Zaman dahulu masyarakat Merapi masih
percaya dengan ramalan-ramalan adanya bencana erupsi dari sosok Eyang Keraton
Merapi melalui mimpi. Mereka percaya bahwa jika Gunung Merapi akan mengalami
erupsi maka orang-orang tertentu seperti dukun dan juru kunci akan mendapatkan
mimpi dari roh leluhur Merapi. Selain itu, ada pula ramalan tentang kilat yang
datang berkali-kali, asap hitam di udara, suhu udara yang panas, dan
hewan-hewan hutan milik Eyang Merapi yang turun ke desa. Dahulu, kepercayaan
tradisional masyarakat lokal ini bisa dijadikan sebagai manajemen bencana
tahap pra-disaster, dalam artian dapat digunakan sebagai pertanda
sebelum terjadinya bencana agar masyarakat senantiasa waspada dan mempersiapkan
diri jika sewaktu-waktu terjadi erupsi.
Namun, saat ini kepercayaan kuno tersebut
sudah banyak ditinggalkan meskipun beberapa masih ada yang mempercayainya.
Sedangkan yang lebih eksis di kalangan masyarakat saat ini adalah pengetahuan
kebencanaan ilmiah yang sumbernya lebih akurat. Misalnya saja seperti kegiatan
sosialisasi kebencanaan yang diselenggarakan oleh pemerintah, edukasi-edukasi
tentang mitigasi bencana yang diperoleh masyarakat baik secara langsung maupun
melalui berbagai media. Pengalaman-pengalaman yang telah dialamilah yang telah mempengaruhi
masyarakat sehingga mereka sadar akan ancaman bahaya Gunung Merapi dan lebih
menerima pengetahuan ilmiah yang modern untuk mengurangi resiko bencana
daripada hanya mengandalkan kepercayaan tradisonal masyarakat lokal saja.

◇ ◇ ◇ ◇

> Tugas: Tuliskan persis sama bagian cuplikan tentang kepercayaan warga Merapi, dimulai dengan "Namun, saat ini" dan terus sampai "masyarakat lokal saja.".

> Daftar Baris:
◇ ◇ ◇ ◇

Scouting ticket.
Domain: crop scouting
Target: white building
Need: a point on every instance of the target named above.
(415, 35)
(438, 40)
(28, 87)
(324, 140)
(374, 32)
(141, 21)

◇ ◇ ◇ ◇

> Jawaban Tugas:
Namun, saat ini kepercayaan kuno tersebut
sudah banyak ditinggalkan meskipun beberapa masih ada yang mempercayainya.
Sedangkan yang lebih eksis di kalangan masyarakat saat ini adalah pengetahuan
kebencanaan ilmiah yang sumbernya lebih akurat. Misalnya saja seperti kegiatan
sosialisasi kebencanaan yang diselenggarakan oleh pemerintah, edukasi-edukasi
tentang mitigasi bencana yang diperoleh masyarakat baik secara langsung maupun
melalui berbagai media. Pengalaman-pengalaman yang telah dialamilah yang telah mempengaruhi
masyarakat sehingga mereka sadar akan ancaman bahaya Gunung Merapi dan lebih
menerima pengetahuan ilmiah yang modern untuk mengurangi resiko bencana
daripada hanya mengandalkan kepercayaan tradisonal masyarakat lokal saja.